SELECTED TEXT:
## START

Scheduled to arrive in stores: July 4, 2007

Cover date: August 2007

Writer: Geoff Johns and Richard Donner
Penciller: Adam Kubert
Inker: Adam Kubert

"Last Son: Part Four"

Neal Bailey Reviewed by: Neal Bailey

Click to enlarge

Superman fades into the Phantom Zone, only to be brought back by Mon-El, who helps him focus himself.

Mon-El takes him to a prison in the Phantom Zone, Rozz, that was brought to the Zone when a projector exploded, entombing the prison in the Zone. Zod found the prison, where people are no longer Phantoms and yet still trapped in the Zone, and had Chris while working to create his escape. With Chris as a harbinger, they used his way through to get to Earth. Mon-El tells Superman that Chris has been abused.

Superman goes into the prison to explore, but Mon-El warns him about Dev-Em, a Kryptonian mass murderer. Superman goes in anyway.

Inside, Dev-Em attacks Superman, who fights back, but ultimately is about to fail. Mon-El smashes an unexpecting Dev-Em and saves Superman, nearly succumbing to lead poisoning (a Daxamite's weakness) before they escape to the Zone again.

Ursa taunts Lois Lane, threatening her. Zod backs her down, insisting that he's going to find out why Superman wants Lois above other humans. He moves forward, and Chris hits him with heat vision. Zod moves to discipline the child.

Lex Luthor stares at a giant blackboard filled with theories in a lab. Superman bursts in through a wall, grabbing Luthor and tells him to help stop Zod. Superman is hit with several blasts as Luthor reveals that he won't be teaming up with Superman, rather, Superman will be teaming up with Luthor's new revenge squad, The Parasite, Bizarro, and Metallo.

5Story - 5: Insert obligatory comment about how a comic should never take seven damned months from the time its last part was released, and how shamefully unprofessional that is: HERE. I won't blame, I'm sick of that. I won't call for heads, because they don't give a crap what I think in that regard, one would imagine. I'll just say that it's a slap in the face to people who pay their bills.

The editors caterwauled about it in a recent editorial. "What should we do?" while wringing their hands and saying that we fans are hip to the fill-in jive, ergo they can either delay us or throw us fill-ins. They neglect to indicate that it's a fine idea to just fire Adam Kubert and bring on another artist to finish this series in a timely fashion.

Why don't they do that? Why do they think they can't do that?

Because comics have become an elitist medium corrupted by a cult of personality. Face it. Beyond Superman, which I read because it's SUPERMAN, the character, I realize more and more that I wouldn't be reading Amazing Spider-Man if it weren't for loyalty to J. Mike Strackszsicsicszinski (Maybe I misspelled that). I stopped reading Wonder Woman when Greg Rucka left, and stopped reading Teen Titans now that Geoff Johns has. I will be giving up JLA soon, as Brad has fallen out of my favor in several ways, when actually, looking back, the story was semi-decent. I'll probably reconsider that.

## END

STORED RECORDS:
## START

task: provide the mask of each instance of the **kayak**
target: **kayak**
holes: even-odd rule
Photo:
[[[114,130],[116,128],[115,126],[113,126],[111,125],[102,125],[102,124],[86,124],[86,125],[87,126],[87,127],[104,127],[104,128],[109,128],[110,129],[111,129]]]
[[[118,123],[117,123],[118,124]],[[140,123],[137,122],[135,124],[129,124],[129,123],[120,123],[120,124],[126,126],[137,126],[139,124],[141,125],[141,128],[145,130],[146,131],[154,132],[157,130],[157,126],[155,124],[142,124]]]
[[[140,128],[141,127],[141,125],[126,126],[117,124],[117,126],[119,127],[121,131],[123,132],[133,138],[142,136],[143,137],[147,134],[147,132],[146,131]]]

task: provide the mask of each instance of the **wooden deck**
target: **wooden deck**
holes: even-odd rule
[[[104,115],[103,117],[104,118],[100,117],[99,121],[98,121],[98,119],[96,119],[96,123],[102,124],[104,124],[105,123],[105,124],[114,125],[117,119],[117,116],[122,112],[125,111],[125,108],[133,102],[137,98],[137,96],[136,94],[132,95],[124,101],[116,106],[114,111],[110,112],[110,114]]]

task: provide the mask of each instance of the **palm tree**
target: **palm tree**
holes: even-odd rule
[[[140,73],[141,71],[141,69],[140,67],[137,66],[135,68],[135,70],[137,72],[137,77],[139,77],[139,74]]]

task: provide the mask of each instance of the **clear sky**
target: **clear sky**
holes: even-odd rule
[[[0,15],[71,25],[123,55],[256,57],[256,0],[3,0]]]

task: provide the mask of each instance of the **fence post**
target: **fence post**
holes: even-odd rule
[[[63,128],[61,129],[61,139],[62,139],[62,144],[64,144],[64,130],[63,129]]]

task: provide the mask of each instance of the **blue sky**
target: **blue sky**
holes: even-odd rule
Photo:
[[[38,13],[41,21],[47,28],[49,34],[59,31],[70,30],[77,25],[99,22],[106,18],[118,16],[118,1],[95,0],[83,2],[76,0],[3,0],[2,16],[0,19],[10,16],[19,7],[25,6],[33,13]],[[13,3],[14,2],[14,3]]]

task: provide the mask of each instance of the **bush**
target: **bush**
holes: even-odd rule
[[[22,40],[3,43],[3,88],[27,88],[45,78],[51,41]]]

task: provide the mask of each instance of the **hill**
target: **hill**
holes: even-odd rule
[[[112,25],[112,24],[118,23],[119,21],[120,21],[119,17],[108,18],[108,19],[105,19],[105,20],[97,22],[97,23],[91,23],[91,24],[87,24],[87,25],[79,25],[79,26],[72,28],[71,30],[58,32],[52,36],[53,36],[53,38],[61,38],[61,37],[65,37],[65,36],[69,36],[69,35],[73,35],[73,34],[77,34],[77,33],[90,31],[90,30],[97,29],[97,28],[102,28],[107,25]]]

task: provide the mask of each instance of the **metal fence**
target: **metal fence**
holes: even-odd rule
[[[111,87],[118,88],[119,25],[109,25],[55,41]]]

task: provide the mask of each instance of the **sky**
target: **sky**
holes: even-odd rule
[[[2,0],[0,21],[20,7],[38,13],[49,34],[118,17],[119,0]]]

## END
## START

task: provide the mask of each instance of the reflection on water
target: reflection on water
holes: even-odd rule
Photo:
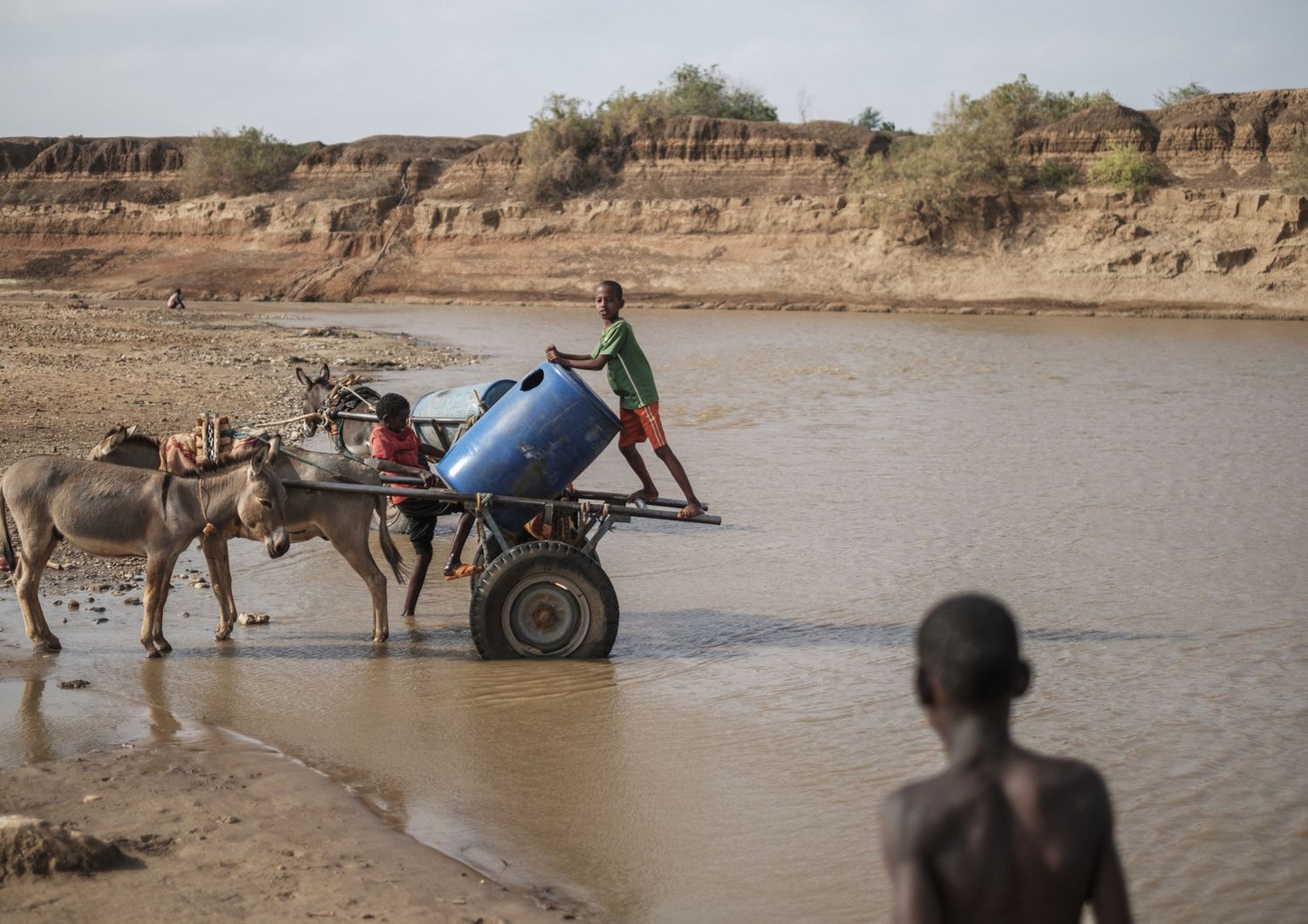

## END
## START

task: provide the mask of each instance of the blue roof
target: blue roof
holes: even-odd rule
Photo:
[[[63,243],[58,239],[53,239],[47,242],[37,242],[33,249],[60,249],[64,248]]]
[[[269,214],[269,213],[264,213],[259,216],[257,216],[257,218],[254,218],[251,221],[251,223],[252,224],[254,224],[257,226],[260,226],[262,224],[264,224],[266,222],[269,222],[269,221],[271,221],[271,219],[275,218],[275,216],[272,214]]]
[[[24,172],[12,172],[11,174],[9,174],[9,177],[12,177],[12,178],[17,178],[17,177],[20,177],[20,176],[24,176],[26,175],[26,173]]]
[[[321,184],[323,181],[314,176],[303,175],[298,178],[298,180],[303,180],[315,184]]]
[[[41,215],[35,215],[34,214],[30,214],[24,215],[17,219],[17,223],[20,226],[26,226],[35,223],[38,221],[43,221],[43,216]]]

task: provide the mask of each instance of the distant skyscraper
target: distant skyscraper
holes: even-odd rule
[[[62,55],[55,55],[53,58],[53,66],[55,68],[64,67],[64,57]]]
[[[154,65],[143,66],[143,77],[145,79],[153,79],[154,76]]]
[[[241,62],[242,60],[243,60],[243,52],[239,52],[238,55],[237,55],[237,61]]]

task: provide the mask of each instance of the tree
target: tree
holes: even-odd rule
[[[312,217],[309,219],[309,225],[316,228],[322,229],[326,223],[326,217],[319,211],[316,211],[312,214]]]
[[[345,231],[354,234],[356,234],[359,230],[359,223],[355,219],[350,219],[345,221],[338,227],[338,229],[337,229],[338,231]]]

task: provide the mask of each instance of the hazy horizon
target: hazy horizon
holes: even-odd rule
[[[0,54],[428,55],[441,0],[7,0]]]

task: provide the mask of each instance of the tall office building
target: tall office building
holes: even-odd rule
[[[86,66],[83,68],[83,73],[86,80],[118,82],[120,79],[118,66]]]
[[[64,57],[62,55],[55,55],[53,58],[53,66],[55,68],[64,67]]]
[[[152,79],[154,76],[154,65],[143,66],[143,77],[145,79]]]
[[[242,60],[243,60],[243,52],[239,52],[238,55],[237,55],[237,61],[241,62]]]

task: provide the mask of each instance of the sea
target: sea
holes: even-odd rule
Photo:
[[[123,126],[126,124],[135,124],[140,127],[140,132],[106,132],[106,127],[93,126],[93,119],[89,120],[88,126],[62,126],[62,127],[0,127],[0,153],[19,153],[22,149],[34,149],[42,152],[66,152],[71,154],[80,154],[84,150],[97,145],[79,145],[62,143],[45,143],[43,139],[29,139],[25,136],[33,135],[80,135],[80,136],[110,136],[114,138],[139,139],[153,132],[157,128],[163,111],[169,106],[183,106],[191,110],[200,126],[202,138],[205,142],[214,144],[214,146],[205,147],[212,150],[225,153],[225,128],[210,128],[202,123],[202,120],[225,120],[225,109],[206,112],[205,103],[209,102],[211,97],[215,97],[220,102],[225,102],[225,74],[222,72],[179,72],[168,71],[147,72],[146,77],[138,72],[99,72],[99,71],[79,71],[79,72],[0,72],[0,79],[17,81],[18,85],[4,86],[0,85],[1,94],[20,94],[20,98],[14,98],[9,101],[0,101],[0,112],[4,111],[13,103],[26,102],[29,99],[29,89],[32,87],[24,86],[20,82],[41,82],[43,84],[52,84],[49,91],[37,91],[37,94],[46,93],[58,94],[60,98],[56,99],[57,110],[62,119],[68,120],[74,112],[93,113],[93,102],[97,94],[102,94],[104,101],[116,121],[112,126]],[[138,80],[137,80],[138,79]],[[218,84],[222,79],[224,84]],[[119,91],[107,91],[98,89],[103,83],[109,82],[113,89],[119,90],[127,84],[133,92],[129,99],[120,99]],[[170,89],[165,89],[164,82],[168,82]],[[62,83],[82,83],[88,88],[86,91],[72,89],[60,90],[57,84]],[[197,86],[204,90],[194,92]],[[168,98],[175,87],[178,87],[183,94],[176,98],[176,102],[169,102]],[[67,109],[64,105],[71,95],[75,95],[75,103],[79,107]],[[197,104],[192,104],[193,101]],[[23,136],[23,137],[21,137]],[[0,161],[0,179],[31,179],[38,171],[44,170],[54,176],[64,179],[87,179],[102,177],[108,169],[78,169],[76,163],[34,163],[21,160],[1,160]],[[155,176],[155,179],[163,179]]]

## END

WORK TO COMPLETE:
**a)** In the records, swap "fence" for "railing" in the stretch from the line containing "task: provide the mask of each instance of the **metal" through the line containing "[[[111,87],[118,88],[119,25],[109,25],[55,41]]]". Return only those lines.
**b)** Extend the review of the Superman comic "Last Son: Part Four" by writing on from its final sentence.

FINAL RESULTS:
**a)**
task: provide the mask of each instance of the **metal railing**
target: **metal railing**
holes: even-odd rule
[[[111,87],[118,88],[119,25],[109,25],[55,41]]]

**b)**
The point I'm making here is that when an industry kowtows, and when its consumers kowtow to the personalities behind the book, the characters and the industries suffer.

The editors and publishers would call it (rightly) madness to remove the drawing power of the name from the covers of the books. That's a catch-22 there. You can't remove this cult of personality, and this cult of personality leads artists and writers to believe that they can do things like this. Jim Lee, Adam Kubert, it's the artists, not the writers, for the most part.

It started with a momentary cringe at Todd and Rob in the early nineties, and now it's become systemic, and it's driving me away from popular comic books.

BUT NEAL, so the masses and the artists would say. "Isn't this a great book? Isn't it great? Doesn't the art pop?"

Yeah. But that's also kind of not the point. I know about ten guys personally whose art pops who, if they told their editor they couldn't meet a deadline, would be fired, fired, fired, fired, fired. And that's justified. They're not any better or worse than Adam, but Adam has the cult of personality that allows him to get away with this crap, even if he is slowly being removed from the project. Even Geoff, who's being made to look bad by this whole affair, had to pussyfoot it when he explained to us all what's going on here.

If you don't like it, don't buy it, and it's three dollars, not the end of the world, yes. I understand that, and my indignation isn't furor. Nonetheless, this story and its handling is indicating to artists that this will be tolerated, and adding to an industry that already over-indulges the time it takes to take the craft.

And don't get me wrong. If John Q Artist has a story that will take him fifteen years to tell, and when it's done it'll be brilliant, and he can only put out an issue a year, by God, enjoy that experience, put it out, and people will buy it. After all, it's gonna be brilliant.

But in a systematically monthly medium with a readership expectation of regular media, a systematic monthly medium where lateness is becoming more and more common due to the cult of personality, cut the crap, pull it in, release it on time, or fire the person responsible for the failure. OR, release it as a special when it's done. OR, release it when it's ready. If it's a good story, people will still buy it. Anything else is greed based in the cult of personality.

It's probably personal for me. I just can't imagine a single situation where I, as an artist, would be asked to produce X item, and then be given Y date, and not be able to appraise appropriately whether or not I could meet that deadline. And if things got tight, I'd step it up or, realizing I wasn't going fast enough, explain that I should be removed.

Though Adam Kubert is great, and though I respect his work both as an artist and as a kind human being who was nice to me, the fact is, his work is replaceable or at very least artwork can be found that will suitably tell the story.

When that's not the case, the story didn't come first, the artist did, and that's not very bohemian. Not to me.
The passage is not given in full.